## WHAT THIS TASK INVOLVES
All entries below must be reproduced without a single change.
(TASK INPUTS Opens)
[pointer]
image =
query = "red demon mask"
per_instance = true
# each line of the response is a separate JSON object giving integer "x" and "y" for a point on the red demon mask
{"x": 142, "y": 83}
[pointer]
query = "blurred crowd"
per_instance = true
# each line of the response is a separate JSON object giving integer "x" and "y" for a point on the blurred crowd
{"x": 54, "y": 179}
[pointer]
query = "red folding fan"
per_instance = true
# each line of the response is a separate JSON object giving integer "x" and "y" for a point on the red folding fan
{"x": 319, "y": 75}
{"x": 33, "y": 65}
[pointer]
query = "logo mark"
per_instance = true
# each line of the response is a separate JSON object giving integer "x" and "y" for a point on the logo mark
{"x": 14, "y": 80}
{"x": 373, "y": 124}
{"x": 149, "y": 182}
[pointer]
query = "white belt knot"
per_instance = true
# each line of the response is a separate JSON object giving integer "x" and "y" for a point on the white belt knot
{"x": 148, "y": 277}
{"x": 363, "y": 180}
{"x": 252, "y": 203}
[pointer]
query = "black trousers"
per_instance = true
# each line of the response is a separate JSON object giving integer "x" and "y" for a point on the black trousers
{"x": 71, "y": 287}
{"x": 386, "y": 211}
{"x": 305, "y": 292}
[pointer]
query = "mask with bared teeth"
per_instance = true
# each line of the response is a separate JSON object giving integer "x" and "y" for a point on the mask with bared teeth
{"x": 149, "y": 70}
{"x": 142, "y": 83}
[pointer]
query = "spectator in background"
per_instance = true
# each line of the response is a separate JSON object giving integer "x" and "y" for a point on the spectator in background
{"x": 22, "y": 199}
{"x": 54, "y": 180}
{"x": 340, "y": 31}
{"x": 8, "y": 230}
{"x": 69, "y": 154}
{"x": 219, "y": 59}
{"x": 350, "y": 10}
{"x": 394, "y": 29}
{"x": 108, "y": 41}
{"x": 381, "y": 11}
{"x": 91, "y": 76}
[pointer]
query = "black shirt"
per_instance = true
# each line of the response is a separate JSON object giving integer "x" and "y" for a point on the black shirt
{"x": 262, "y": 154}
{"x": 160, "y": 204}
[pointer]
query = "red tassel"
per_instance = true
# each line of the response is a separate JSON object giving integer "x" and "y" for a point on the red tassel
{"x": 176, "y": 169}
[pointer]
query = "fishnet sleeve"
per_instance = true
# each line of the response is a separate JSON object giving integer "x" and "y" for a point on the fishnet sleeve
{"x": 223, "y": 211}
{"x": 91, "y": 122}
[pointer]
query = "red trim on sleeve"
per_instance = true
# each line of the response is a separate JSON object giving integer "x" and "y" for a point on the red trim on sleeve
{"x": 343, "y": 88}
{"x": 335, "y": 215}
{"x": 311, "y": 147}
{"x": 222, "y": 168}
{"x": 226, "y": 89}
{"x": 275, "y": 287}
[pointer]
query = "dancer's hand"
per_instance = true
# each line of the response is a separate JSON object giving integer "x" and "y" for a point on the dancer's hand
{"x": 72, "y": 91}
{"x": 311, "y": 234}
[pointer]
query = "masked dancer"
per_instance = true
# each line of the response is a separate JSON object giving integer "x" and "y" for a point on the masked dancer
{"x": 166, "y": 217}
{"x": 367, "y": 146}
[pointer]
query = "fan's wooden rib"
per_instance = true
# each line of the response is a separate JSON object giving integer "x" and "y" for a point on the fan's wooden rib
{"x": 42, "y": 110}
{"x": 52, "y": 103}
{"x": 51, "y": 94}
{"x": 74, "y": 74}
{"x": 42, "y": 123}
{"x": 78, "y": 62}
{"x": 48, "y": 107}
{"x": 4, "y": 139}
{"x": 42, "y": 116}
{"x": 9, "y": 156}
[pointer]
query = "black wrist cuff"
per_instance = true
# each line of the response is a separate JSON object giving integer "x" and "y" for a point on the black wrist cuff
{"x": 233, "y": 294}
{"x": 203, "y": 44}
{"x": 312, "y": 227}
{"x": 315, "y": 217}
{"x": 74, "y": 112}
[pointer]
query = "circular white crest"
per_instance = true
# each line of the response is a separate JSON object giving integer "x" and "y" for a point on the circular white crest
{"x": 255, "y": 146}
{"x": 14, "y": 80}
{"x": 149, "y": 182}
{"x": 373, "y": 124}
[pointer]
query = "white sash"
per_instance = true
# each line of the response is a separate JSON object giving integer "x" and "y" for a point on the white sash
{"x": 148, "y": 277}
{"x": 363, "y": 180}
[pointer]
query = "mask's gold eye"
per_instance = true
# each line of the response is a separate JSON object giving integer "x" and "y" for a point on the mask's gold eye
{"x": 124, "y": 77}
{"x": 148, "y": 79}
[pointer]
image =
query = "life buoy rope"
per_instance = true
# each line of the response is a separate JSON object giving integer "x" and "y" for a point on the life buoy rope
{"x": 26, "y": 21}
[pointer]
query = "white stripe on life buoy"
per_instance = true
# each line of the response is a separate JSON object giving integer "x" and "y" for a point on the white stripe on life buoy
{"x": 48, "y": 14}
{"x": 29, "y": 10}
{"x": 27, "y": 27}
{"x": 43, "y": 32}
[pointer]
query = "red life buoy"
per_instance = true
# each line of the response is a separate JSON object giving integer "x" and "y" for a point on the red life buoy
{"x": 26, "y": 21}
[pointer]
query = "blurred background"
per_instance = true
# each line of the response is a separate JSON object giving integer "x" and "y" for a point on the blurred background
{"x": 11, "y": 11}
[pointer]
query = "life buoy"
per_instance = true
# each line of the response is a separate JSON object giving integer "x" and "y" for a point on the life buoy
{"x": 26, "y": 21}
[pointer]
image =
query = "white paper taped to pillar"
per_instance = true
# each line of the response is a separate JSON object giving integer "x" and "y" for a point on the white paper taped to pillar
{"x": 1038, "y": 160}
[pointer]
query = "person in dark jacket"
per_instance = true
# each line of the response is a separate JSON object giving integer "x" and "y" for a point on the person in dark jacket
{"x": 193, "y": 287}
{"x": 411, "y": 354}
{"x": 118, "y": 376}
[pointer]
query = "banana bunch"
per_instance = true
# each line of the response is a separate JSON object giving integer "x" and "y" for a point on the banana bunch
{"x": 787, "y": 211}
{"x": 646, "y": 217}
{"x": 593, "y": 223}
(TASK INPUTS Closes)
## FINISHED EXERCISE
[pointer]
image =
query = "red demon mask"
per_instance = true
# each line of the response is a separate JSON object giving integer "x" and "y" for a point on the red demon mask
{"x": 142, "y": 83}
[pointer]
query = "blurred crowd"
per_instance = true
# each line of the response is a separate JSON object giving integer "x" and "y" for a point on the blurred crowd
{"x": 54, "y": 179}
[pointer]
query = "red folding fan"
per_instance = true
# each line of the response is a separate JSON object giving integer "x" and "y" for a point on the red folding fan
{"x": 319, "y": 75}
{"x": 33, "y": 65}
[pointer]
query = "logo mark"
per_instance = true
# each line of the response is a separate JSON object giving integer "x" and "y" for a point on the logo mark
{"x": 14, "y": 80}
{"x": 373, "y": 124}
{"x": 149, "y": 182}
[pointer]
query = "white belt knot"
per_instance = true
# each line of the response is a separate JSON object giving integer "x" and "y" for a point on the white belt knot
{"x": 148, "y": 277}
{"x": 363, "y": 180}
{"x": 252, "y": 203}
[pointer]
query = "black trousers"
per_instance = true
# each line of the response is a separate JSON object giving integer "x" and "y" for a point on the black trousers
{"x": 71, "y": 287}
{"x": 386, "y": 211}
{"x": 305, "y": 292}
[pointer]
query = "mask with bared teeth"
per_instance = true
# each line of the response is a separate JSON object giving integer "x" and "y" for a point on the mask with bared teeth
{"x": 149, "y": 70}
{"x": 142, "y": 83}
[pointer]
query = "spectator in background"
per_instance = true
# each line of the response is a separate JSON object giving integer "x" and "y" for a point on the spectator in background
{"x": 22, "y": 199}
{"x": 54, "y": 180}
{"x": 340, "y": 31}
{"x": 8, "y": 230}
{"x": 69, "y": 154}
{"x": 219, "y": 59}
{"x": 350, "y": 10}
{"x": 394, "y": 29}
{"x": 108, "y": 41}
{"x": 381, "y": 11}
{"x": 91, "y": 76}
[pointer]
query = "black shirt"
per_instance = true
# each line of the response is a separate JSON object giving integer "x" and "y" for a point on the black shirt
{"x": 262, "y": 154}
{"x": 160, "y": 204}
[pointer]
query = "red tassel"
per_instance = true
# each line of the response is a separate JSON object giving integer "x" and "y" for a point on the red tassel
{"x": 176, "y": 169}
[pointer]
query = "fishnet sleeve"
per_instance = true
# each line of the response is a separate JSON object giving integer "x" and "y" for a point on the fishnet sleeve
{"x": 223, "y": 211}
{"x": 91, "y": 122}
[pointer]
query = "red trim on sleeve"
per_instance = true
# each line of the response is a separate JSON object giving integer "x" and "y" for a point on the red trim on sleeve
{"x": 343, "y": 88}
{"x": 335, "y": 215}
{"x": 311, "y": 147}
{"x": 222, "y": 168}
{"x": 226, "y": 89}
{"x": 275, "y": 287}
[pointer]
query = "dancer's hand"
per_instance = true
# each line of the response is a separate JSON object giving integer "x" and "y" for a point on the dancer's hand
{"x": 72, "y": 91}
{"x": 311, "y": 234}
[pointer]
query = "masked dancer"
per_instance = true
# each line of the response is a separate JSON object giving integer "x" and "y" for a point on the masked dancer
{"x": 166, "y": 217}
{"x": 367, "y": 146}
[pointer]
query = "fan's wooden rib"
per_instance = true
# each line of the response is a separate JSON object giving integer "x" and "y" for a point on the fan's wooden rib
{"x": 42, "y": 110}
{"x": 52, "y": 103}
{"x": 51, "y": 94}
{"x": 74, "y": 74}
{"x": 42, "y": 123}
{"x": 78, "y": 62}
{"x": 48, "y": 107}
{"x": 4, "y": 139}
{"x": 42, "y": 116}
{"x": 9, "y": 156}
[pointer]
query = "black wrist cuff"
per_instance = true
# each line of the response is a separate JSON object giving integer "x" and "y" for a point on the black wrist cuff
{"x": 233, "y": 294}
{"x": 203, "y": 44}
{"x": 312, "y": 227}
{"x": 315, "y": 217}
{"x": 74, "y": 112}
[pointer]
query = "circular white crest"
per_instance = true
# each line of the response is a separate JSON object giving integer "x" and "y" for a point on the circular white crest
{"x": 255, "y": 146}
{"x": 14, "y": 80}
{"x": 149, "y": 182}
{"x": 373, "y": 124}
[pointer]
query = "white sash"
per_instance = true
# each line of the response is a separate JSON object giving integer "x" and "y" for a point on the white sash
{"x": 148, "y": 277}
{"x": 363, "y": 180}
[pointer]
query = "mask's gold eye"
per_instance = true
# each line of the response is a separate JSON object giving integer "x" and "y" for a point on the mask's gold eye
{"x": 124, "y": 77}
{"x": 148, "y": 79}
[pointer]
image =
query = "life buoy rope"
per_instance = true
# each line of the response is a separate JSON object giving integer "x" and "y" for a point on the life buoy rope
{"x": 26, "y": 21}
[pointer]
query = "white stripe on life buoy"
per_instance = true
# each line of the response is a separate JSON object giving integer "x" and "y" for a point on the white stripe on life buoy
{"x": 48, "y": 14}
{"x": 29, "y": 10}
{"x": 27, "y": 27}
{"x": 43, "y": 32}
[pointer]
query = "red life buoy"
per_instance = true
# each line of the response is a separate JSON object giving integer "x" and "y" for a point on the red life buoy
{"x": 26, "y": 21}
[pointer]
query = "blurred background"
per_instance = true
# each line of the response is a separate JSON object giving integer "x" and "y" for a point on the blurred background
{"x": 11, "y": 11}
[pointer]
query = "life buoy"
per_instance = true
# each line of the response is a separate JSON object giving integer "x" and "y" for a point on the life buoy
{"x": 26, "y": 21}
[pointer]
image =
query = "white paper taped to pillar"
per_instance = true
# each line of the response is a separate JSON object giving integer "x" and "y" for a point on the white paper taped to pillar
{"x": 1038, "y": 160}
[pointer]
query = "person in dark jacket"
per_instance = true
# each line of the response is a separate JSON object giving integer "x" and "y" for a point on the person in dark jacket
{"x": 193, "y": 287}
{"x": 411, "y": 354}
{"x": 118, "y": 376}
[pointer]
query = "banana bunch"
per_instance = true
# each line of the response is a separate JSON object giving integer "x" and "y" for a point on the banana bunch
{"x": 787, "y": 211}
{"x": 646, "y": 217}
{"x": 593, "y": 223}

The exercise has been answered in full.